→ Source
....

The 69-year-old Pease understands the tumultuous nature of politics. He served in the House during its vote to impeach former President Bill Clinton in December 1998.
The progression of divisiveness since then has resulted in an unpredictable, anything-goes climate in government, he said. Both sides must say “enough” of the incivility, Pease said.
“There is a bigger issue that also has to be addressed, and that is, how do you keep together such a diverse nation?” he added. “That question isn’t being asked.”
Republican state Rep. Bruce Borders, R-Jasonville, prefaced his comments with the caveat he didn't have all the information of those who were at the Capitol, but he said misbehavior is possible whenever large groups of people gather.
"People are obviously upset and feel the election was stolen, which, quite frankly, I do too," Borders said.
"... But there is a way of protesting peacefully and again, I don't know all that happened, but it's not uncommon for this to happen at our own statehouse. Every once in a while you'll get a crackpot that acts out."
Borders cautioned, however, against characterizing all those who crashed the Capitol with a single brushstroke.
He said pictures and videos of the afternoon's events show a great number of people peacefully gathering outside while just a few "really strange looking folks," broke into the building.
"I won't jump to conclusions without knowing whether they were actually Trump supporters or people just enjoying — and it's something I've experienced in situations at the state capitol, for things not nearly as emotionally charged as this, you sometimes have bad players on both sides of the ball game," Borders said.
Matthew Bergbower, professor of political science at Indiana State University, said this is the first time in U.S. history where proceedings of an electoral vote count were interrupted to the degree that members of Congress had to be evacuated.
"You hate to establish a precedent where the losing side would be able to just, through the use of force, be able to delay the electoral transition of power," he said. "You need to be alarmed. If you are a governing body in Washington, D.C., you need to maybe take some proper steps to protect from this happening again.
"The point of surprise for me was people entering the Capitol building and then going into the chambers," he said.
Bergbower said there has been examples of violence in the nation's Capitol, referring to a March 1, 1954, shooing in the U.S. House.

....

→ Work instructions
A: According to the article, in what month and year did the House vote to impeach Bill Clinton?
B: Name every person whose own words are quoted in the article.
C: Reproduce the article from the words "Matthew Bergbower, professor" through the words "this happening again.".

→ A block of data
....

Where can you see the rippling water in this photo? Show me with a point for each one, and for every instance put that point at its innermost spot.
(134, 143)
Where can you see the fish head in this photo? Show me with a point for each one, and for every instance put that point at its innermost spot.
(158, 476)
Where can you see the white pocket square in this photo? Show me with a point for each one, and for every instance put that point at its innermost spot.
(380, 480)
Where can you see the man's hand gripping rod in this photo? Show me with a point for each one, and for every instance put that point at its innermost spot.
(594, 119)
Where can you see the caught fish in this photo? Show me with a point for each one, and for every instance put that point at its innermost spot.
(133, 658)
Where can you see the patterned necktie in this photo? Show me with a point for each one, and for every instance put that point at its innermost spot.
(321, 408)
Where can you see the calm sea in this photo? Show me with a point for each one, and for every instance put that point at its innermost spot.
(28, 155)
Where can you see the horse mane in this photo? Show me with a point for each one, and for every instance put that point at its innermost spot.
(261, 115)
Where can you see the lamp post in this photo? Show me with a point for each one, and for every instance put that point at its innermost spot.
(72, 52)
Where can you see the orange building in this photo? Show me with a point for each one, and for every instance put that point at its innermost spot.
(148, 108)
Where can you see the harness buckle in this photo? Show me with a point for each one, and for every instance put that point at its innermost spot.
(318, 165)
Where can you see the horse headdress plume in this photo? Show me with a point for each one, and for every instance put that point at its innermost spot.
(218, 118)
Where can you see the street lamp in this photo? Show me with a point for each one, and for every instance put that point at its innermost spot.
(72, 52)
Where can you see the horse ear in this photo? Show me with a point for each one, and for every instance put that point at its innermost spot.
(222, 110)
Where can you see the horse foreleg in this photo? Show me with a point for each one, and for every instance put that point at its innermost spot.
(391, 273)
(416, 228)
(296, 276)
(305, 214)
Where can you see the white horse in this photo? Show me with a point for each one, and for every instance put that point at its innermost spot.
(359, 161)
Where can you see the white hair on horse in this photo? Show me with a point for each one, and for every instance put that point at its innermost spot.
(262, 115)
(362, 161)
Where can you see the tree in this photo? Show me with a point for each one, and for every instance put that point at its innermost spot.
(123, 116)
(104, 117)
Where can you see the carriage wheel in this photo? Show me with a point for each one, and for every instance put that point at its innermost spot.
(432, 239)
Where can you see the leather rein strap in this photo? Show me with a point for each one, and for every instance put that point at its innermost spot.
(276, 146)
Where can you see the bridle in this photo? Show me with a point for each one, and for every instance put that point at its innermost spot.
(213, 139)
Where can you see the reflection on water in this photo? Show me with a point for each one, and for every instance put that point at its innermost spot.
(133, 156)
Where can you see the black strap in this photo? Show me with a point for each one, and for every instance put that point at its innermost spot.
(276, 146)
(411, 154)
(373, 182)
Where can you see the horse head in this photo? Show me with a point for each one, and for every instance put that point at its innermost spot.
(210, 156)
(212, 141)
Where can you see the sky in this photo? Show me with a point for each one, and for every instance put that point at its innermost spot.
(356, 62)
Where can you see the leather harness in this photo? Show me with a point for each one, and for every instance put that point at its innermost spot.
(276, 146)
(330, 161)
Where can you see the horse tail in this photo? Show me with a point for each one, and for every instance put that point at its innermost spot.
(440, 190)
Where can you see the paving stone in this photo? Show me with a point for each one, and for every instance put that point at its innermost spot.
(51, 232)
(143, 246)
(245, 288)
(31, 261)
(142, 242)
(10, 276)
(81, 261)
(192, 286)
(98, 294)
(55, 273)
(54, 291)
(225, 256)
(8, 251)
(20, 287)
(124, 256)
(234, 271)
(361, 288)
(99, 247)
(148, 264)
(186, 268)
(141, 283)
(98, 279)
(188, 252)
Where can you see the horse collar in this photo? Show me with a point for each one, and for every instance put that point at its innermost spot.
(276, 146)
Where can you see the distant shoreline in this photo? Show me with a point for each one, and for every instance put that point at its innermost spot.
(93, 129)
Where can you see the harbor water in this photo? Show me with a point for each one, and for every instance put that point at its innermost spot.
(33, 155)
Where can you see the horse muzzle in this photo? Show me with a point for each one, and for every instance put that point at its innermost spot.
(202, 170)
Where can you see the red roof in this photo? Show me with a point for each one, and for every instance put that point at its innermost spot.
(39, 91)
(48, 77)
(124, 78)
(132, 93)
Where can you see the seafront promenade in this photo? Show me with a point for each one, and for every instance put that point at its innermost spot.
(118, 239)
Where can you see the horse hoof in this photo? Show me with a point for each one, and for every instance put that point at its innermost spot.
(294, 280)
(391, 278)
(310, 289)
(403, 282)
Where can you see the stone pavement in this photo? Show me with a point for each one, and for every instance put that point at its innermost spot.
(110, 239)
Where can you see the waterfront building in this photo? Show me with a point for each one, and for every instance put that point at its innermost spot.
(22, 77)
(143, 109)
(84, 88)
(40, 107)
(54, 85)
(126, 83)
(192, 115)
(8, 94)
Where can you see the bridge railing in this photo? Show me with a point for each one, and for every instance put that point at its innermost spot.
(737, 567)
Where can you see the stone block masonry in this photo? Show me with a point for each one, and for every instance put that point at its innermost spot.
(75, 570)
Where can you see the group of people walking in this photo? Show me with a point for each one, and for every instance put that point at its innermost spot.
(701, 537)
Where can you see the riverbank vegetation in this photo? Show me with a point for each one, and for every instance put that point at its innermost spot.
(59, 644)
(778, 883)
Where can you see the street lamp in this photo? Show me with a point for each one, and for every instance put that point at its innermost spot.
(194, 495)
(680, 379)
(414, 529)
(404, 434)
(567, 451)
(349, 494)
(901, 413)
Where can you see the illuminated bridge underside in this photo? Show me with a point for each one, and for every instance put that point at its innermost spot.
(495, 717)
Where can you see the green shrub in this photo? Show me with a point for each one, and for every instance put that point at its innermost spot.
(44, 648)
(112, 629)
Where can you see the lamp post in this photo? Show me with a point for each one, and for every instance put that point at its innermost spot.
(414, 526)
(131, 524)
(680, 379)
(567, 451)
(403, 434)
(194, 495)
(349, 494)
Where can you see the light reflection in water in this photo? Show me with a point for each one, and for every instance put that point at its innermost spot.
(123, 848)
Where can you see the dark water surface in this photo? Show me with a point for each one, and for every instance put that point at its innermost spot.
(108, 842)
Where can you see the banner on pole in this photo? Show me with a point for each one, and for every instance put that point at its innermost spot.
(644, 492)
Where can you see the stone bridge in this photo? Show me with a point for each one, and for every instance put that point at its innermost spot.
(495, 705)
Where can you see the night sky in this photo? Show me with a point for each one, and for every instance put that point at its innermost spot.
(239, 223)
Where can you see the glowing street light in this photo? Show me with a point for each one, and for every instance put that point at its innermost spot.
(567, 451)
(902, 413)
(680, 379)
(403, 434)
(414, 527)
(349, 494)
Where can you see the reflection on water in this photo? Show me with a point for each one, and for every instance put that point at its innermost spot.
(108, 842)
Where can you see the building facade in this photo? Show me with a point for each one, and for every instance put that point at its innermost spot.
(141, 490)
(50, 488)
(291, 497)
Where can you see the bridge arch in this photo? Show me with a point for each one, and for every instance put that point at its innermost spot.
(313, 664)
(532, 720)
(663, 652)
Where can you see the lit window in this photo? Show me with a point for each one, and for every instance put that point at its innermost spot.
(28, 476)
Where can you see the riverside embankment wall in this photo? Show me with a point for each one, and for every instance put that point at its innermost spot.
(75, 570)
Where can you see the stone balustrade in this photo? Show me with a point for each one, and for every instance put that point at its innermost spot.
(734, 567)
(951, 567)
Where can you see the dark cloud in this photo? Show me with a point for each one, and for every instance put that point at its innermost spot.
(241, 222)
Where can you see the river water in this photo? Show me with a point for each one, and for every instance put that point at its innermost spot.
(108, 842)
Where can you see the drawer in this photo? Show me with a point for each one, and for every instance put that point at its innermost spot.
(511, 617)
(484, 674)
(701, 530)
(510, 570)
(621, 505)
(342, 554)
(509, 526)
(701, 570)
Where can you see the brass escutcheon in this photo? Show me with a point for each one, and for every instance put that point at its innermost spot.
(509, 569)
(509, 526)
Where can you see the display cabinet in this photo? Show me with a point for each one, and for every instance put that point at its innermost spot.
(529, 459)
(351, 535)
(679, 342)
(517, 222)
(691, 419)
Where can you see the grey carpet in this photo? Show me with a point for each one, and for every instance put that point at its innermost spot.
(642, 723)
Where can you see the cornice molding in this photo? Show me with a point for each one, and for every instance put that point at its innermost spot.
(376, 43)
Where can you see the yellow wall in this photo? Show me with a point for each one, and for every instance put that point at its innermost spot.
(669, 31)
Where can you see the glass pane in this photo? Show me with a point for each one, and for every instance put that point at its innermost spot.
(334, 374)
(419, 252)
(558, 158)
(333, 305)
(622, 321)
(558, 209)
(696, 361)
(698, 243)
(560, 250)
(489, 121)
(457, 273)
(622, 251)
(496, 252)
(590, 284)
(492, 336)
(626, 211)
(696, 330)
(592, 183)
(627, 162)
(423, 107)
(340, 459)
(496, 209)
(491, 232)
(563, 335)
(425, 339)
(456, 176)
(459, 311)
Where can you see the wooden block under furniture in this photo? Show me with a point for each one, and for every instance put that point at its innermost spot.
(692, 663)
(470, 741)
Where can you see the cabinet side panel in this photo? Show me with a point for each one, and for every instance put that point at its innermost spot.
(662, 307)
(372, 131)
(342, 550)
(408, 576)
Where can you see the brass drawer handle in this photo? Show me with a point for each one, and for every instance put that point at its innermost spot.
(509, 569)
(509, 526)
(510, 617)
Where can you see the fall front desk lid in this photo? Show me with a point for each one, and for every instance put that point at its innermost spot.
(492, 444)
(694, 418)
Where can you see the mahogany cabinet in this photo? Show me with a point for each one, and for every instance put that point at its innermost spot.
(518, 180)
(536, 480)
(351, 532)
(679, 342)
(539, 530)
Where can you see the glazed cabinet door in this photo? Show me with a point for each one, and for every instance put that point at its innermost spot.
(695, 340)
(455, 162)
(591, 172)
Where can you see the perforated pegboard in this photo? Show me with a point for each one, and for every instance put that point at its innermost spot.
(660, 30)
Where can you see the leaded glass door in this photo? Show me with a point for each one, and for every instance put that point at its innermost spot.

....

→ The results
A: December 1998

B: Pease, Bruce Borders, Matthew Bergbower

C:
Matthew Bergbower, professor of political science at Indiana State University, said this is the first time in U.S. history where proceedings of an electoral vote count were interrupted to the degree that members of Congress had to be evacuated.
"You hate to establish a precedent where the losing side would be able to just, through the use of force, be able to delay the electoral transition of power," he said. "You need to be alarmed. If you are a governing body in Washington, D.C., you need to maybe take some proper steps to protect from this happening again.